§ EXCERPTED TEXT:
The next Mars Rover, Curiosity, was originally designed to carry onboard a 3D camera with two lenses working in conjunction to provide viewers on Earth with advanced photographs of the Martian surface and the ability to look in to what life on Mars might really look like.  And yet as budget cuts continue to gut the space program, NASA has been forced to drop the latest aspiration for 3D images of mars from its program.  Instead, NASA will be returning to Mars using only standard single frame photographs.  And this may partially be due to Cameron's reputation of going over-budget with his projects during a time when NASA is still scrambling for even basic support from the Government that once made it a symbol of western ingenuity and science.

But that's not the only dream ending this week for NASA as the Stardust comet chasing probe was finally shut down after its fuel tanks ran dangerously near empty and it was forced to expel the rest of its fuel.  When the fuel tank reaches empty, it will no longer be able to use its solar collectors to adjust it toward the sun.  And when the Stardust's batteries go dead, it will be gone for good.  At least until space travel becomes commonplace and it can be intercepted by a space-faring human race that finally took that final push and reached for the stars.  And from the looks of how things are on the ground, that dream too is farther away than ever.

Analysts have suggested ever since the beginning of the economic crisis that the future of NASA, while still possessing many of the same projects, may actually be a joint operation between several scientific organizations worldwide from several different nations.  Whether this is how the space program of 2021 is something that will have to be seen.

Meanwhile, there is still hope for NASA's current incarnation.  After all, despite a lack of funding and having to cancel several of its more ambitious projects, the space program has made great strides in the past two years, first releasing information that the Moon possesses water in 2010 with the L-Cross and then doing the same for Mars shortly afterward.  The space program that brought us the words "That's one small step for a man" could still make one giant leap for mankind if public interest remains.

§ STATED PROBLEM 1: List every spacecraft that the NASA excerpt mentions by name.
§ STATED PROBLEM 2: Report each line of the rows that contains the string "child".
The NASA excerpt and the rows that follow it come from separate sources.

§ DATA PROVIDED:
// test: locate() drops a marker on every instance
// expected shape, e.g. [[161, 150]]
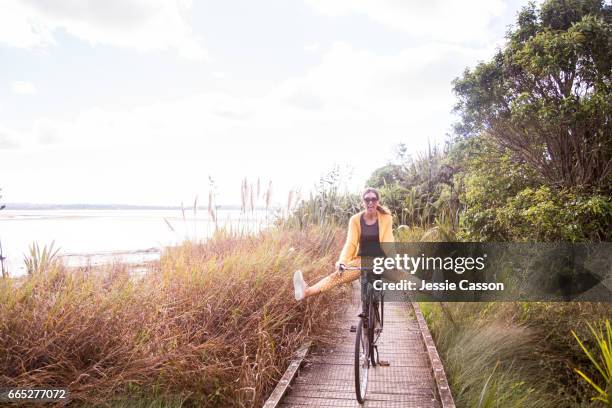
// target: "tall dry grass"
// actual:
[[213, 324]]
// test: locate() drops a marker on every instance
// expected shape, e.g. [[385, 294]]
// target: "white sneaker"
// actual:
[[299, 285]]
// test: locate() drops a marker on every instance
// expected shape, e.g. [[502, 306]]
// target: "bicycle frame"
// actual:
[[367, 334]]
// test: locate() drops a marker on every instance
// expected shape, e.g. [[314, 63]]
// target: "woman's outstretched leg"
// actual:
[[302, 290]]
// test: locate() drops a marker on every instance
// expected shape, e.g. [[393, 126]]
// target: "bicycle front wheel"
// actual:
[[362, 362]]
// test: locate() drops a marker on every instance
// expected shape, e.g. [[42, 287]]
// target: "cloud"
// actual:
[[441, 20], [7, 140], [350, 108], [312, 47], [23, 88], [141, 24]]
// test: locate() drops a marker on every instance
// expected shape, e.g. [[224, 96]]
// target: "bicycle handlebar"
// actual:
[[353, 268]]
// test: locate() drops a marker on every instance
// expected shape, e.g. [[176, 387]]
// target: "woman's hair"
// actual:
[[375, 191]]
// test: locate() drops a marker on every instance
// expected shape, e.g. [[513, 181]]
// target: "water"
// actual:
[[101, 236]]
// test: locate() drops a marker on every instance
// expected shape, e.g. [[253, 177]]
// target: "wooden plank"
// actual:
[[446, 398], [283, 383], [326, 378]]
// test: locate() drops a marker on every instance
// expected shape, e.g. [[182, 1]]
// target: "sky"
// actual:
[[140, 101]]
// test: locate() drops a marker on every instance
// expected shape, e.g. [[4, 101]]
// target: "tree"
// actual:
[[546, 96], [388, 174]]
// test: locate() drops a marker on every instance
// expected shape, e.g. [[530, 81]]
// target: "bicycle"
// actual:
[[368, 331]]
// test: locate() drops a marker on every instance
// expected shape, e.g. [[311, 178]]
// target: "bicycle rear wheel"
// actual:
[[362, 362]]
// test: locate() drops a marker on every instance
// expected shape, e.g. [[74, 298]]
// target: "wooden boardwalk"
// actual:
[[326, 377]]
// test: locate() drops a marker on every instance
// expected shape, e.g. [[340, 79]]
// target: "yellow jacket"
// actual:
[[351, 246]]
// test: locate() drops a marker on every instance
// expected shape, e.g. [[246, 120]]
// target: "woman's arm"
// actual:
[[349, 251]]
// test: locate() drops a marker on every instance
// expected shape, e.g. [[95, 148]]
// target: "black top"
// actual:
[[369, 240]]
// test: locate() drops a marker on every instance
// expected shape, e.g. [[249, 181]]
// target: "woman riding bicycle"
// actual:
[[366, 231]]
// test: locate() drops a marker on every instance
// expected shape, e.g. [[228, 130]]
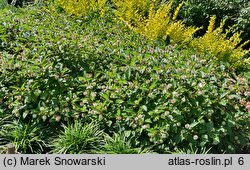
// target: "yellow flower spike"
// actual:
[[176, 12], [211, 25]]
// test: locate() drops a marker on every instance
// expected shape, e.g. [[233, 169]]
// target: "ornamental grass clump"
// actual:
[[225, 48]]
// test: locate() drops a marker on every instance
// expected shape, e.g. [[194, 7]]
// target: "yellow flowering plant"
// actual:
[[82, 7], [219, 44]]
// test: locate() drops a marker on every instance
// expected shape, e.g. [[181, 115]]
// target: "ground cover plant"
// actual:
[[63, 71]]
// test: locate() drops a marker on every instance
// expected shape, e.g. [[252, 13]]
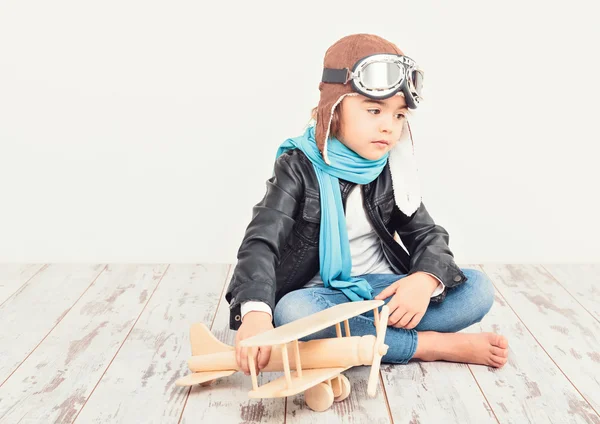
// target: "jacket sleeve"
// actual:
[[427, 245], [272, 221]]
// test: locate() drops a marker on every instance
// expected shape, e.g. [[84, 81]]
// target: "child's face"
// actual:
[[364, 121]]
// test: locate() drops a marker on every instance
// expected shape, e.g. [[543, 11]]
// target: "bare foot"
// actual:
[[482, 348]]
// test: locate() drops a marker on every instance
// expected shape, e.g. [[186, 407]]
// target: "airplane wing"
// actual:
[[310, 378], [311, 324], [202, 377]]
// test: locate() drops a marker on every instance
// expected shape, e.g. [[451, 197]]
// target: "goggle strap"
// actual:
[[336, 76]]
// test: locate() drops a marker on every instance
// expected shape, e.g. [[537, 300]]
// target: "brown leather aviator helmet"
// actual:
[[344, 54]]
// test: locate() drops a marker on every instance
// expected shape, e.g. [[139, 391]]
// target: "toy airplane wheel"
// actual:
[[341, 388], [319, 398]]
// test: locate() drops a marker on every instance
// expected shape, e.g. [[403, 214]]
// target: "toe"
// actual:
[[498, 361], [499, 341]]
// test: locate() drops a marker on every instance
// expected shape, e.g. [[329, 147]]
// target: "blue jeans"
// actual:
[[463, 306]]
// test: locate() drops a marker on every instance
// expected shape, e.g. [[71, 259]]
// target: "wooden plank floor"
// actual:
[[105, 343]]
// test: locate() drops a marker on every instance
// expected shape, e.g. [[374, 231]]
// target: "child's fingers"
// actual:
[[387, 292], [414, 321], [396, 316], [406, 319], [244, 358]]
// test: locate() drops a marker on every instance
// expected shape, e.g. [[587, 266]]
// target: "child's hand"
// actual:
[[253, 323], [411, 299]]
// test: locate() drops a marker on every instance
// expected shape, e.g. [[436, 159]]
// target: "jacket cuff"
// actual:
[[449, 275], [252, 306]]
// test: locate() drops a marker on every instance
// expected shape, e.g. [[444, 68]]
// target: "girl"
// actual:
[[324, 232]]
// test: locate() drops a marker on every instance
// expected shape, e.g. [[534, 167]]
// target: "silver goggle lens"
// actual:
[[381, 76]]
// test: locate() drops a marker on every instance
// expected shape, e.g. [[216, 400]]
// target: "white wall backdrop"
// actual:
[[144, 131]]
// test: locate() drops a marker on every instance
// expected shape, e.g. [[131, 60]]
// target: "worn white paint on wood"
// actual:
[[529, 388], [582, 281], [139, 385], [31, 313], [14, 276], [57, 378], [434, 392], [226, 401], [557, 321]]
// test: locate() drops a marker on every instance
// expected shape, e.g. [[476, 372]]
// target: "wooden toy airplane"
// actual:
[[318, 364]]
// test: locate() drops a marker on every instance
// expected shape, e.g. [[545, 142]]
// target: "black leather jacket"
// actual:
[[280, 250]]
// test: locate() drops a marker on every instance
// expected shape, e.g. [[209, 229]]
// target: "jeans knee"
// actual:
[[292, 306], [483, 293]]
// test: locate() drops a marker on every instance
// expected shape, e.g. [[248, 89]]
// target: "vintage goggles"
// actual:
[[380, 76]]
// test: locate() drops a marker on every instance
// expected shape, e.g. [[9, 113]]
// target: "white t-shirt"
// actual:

§ FULL SOLUTION 1: Curiosity, Stardust, L-Cross

§ FULL SOLUTION 2:
// target: "child's face"
// target: "child's fingers"
// target: "child's hand"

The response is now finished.